-- EXERCISE PROMPT --
Return exactly the lines that run from the one containing "# test: locate the wristband" to the end of the entries, with both ends included.

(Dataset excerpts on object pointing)
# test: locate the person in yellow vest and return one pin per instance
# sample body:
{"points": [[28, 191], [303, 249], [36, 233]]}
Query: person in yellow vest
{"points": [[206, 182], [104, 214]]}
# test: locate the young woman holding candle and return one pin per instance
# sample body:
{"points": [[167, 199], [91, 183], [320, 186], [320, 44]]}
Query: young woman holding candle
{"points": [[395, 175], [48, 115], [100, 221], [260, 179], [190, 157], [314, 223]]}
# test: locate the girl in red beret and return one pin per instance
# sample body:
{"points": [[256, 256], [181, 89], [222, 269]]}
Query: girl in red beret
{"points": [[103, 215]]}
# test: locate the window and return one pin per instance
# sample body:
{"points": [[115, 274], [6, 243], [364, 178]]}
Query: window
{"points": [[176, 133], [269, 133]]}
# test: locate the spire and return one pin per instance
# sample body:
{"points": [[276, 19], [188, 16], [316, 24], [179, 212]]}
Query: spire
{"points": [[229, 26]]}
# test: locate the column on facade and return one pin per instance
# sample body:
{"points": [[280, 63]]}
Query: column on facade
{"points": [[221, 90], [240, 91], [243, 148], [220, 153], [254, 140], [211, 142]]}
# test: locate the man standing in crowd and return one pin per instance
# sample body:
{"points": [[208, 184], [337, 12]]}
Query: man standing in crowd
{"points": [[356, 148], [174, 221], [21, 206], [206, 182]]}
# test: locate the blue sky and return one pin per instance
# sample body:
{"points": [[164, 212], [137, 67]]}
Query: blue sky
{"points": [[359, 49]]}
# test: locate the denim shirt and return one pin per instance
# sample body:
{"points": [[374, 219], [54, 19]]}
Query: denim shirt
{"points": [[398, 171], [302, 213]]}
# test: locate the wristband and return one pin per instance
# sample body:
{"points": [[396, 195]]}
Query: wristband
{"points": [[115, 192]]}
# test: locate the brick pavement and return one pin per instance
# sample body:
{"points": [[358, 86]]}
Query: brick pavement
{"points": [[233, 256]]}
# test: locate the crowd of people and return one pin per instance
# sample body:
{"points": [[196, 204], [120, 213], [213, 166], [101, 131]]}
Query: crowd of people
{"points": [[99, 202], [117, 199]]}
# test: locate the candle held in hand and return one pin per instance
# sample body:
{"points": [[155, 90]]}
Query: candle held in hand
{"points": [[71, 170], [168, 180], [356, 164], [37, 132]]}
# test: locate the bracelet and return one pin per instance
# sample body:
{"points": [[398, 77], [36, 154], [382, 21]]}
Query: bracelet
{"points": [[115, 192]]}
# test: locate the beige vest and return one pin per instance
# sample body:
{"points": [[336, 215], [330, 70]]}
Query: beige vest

-- SOLVED PROBLEM --
# test: locate the wristband and return one pin per instance
# sample body:
{"points": [[396, 195]]}
Query: wristband
{"points": [[115, 192]]}
# test: locate the brick pavement and return one pin per instance
# sample body:
{"points": [[358, 86]]}
Query: brick pavement
{"points": [[233, 256]]}
# test: locate the crowd of people and return one pin per instance
# sample body:
{"points": [[196, 204], [120, 213], [213, 166], [101, 131]]}
Query: crowd of people
{"points": [[99, 202], [117, 199]]}
# test: locate the candle held in hand and return one pin per instance
# sample body:
{"points": [[155, 90]]}
Query: candle held in hand
{"points": [[71, 170], [168, 180], [356, 164], [37, 132]]}
# test: locate the bracelet and return one pin per instance
# sample body:
{"points": [[398, 77], [36, 154], [382, 21]]}
Query: bracelet
{"points": [[115, 192]]}
# test: locate the beige vest and return one pin per instance
# sample body:
{"points": [[336, 215], [330, 70]]}
Query: beige vest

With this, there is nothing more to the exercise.